[Image entries on named regions]
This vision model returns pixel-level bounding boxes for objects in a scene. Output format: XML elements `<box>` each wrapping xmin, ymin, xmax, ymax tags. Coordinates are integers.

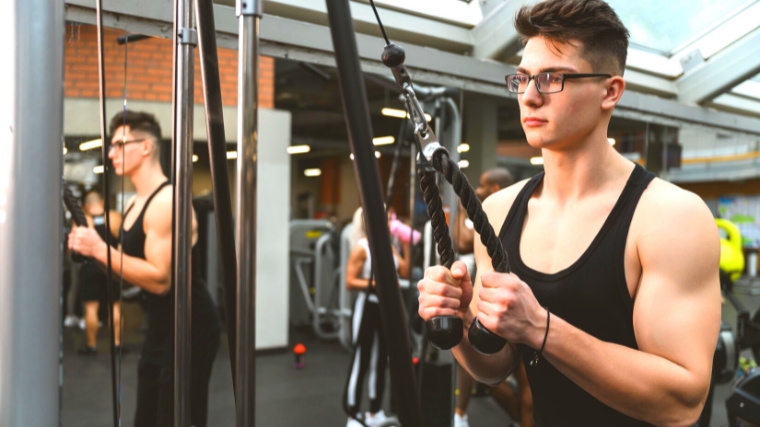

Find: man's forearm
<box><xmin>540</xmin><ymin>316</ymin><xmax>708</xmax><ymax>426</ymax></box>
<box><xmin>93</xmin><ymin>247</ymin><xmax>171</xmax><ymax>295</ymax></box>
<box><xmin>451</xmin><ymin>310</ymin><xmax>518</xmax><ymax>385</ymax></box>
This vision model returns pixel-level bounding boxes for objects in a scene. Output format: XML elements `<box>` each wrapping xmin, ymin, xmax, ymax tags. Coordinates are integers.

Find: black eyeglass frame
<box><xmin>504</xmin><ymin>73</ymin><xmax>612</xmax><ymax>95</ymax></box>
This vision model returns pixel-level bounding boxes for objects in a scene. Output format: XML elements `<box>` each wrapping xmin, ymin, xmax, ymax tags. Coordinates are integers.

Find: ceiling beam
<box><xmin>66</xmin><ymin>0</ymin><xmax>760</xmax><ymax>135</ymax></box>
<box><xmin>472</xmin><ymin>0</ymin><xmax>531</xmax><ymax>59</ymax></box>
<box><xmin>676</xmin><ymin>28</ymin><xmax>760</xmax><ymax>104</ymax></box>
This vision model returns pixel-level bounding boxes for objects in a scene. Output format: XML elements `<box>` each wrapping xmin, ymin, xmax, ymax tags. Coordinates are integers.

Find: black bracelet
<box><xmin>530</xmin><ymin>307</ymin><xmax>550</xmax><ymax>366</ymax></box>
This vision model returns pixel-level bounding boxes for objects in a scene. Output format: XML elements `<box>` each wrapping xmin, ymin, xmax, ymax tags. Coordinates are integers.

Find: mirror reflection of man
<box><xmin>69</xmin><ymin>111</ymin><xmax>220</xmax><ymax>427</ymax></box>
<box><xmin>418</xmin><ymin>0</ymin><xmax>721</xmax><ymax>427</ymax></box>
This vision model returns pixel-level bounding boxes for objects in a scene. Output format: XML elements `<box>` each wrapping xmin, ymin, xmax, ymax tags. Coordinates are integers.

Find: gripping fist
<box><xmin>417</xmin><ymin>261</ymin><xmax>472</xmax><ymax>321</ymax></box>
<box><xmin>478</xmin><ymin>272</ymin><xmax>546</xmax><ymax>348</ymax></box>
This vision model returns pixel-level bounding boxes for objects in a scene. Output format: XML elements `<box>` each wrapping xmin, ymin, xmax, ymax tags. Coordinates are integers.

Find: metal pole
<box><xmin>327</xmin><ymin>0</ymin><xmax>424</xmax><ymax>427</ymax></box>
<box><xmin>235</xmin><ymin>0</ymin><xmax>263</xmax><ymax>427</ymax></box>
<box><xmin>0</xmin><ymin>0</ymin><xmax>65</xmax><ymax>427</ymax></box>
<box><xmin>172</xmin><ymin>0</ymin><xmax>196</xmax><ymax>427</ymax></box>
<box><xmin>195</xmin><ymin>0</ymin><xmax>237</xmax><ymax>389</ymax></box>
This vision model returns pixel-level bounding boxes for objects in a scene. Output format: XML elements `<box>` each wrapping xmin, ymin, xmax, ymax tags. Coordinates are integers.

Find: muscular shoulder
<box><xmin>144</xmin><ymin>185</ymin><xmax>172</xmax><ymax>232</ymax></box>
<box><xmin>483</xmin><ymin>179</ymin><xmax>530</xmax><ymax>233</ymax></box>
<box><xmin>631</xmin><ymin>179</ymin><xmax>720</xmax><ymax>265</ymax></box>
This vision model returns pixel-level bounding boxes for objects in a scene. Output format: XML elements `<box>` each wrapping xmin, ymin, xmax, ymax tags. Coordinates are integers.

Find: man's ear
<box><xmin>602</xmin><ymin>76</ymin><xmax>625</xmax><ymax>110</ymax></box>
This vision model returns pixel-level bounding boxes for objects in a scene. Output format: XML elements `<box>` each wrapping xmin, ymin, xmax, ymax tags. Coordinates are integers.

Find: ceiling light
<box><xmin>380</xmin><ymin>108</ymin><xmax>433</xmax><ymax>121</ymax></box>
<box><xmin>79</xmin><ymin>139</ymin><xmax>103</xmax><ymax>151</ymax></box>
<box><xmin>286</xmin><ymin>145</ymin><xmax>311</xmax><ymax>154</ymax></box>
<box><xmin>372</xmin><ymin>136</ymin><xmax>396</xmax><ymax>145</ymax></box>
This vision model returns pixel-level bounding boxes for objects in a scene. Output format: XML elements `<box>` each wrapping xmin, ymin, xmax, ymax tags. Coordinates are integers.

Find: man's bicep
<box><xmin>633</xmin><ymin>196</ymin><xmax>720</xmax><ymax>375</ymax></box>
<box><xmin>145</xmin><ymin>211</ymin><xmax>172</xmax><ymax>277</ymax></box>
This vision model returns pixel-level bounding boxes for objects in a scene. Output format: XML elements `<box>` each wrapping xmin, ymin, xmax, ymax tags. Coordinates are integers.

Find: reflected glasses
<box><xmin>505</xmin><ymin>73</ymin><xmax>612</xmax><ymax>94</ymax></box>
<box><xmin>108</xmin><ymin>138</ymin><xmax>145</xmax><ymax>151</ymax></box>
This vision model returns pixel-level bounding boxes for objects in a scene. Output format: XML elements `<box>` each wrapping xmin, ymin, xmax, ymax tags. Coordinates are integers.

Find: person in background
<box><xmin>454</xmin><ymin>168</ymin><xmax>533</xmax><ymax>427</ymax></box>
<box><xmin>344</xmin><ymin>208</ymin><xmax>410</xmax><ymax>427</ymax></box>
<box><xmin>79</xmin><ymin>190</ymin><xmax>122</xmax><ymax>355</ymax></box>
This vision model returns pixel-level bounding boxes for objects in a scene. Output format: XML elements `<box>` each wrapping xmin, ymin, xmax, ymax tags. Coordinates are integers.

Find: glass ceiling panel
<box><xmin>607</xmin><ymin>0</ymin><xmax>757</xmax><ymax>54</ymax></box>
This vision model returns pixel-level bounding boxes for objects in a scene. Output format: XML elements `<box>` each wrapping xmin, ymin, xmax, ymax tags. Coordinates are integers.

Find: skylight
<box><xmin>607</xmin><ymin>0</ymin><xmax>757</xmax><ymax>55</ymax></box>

- Work to complete -
Pull out every line of the records that contains the word "black". Upper- and lowercase letters must match.

- Output below -
Find: black eyeglass frame
Find: black bracelet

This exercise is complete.